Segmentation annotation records

· · · ·

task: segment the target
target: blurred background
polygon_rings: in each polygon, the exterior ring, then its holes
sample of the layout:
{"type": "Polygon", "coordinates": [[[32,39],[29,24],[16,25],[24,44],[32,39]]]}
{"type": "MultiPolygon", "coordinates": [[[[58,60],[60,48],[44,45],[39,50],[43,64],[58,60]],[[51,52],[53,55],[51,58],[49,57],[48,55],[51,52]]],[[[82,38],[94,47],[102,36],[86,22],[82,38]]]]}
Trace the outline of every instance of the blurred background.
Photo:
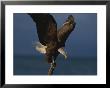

· · · ·

Your goal:
Copy these lines word for word, leaving the pictures out of your copy.

Response for this exercise:
task: segment the target
target: blurred background
polygon_rings: in each polygon, the exterior ring, then its holes
sample of the layout:
{"type": "Polygon", "coordinates": [[[32,39],[29,24],[16,25],[24,44],[32,39]]]}
{"type": "MultiPolygon", "coordinates": [[[[58,60],[60,48],[44,45],[39,50],[43,64],[58,60]],[[51,52],[53,55],[51,58],[49,57],[48,55],[51,52]]],[[[82,38],[94,47],[102,36],[86,22],[82,38]]]]}
Trace the outline of every instance of the blurred background.
Photo:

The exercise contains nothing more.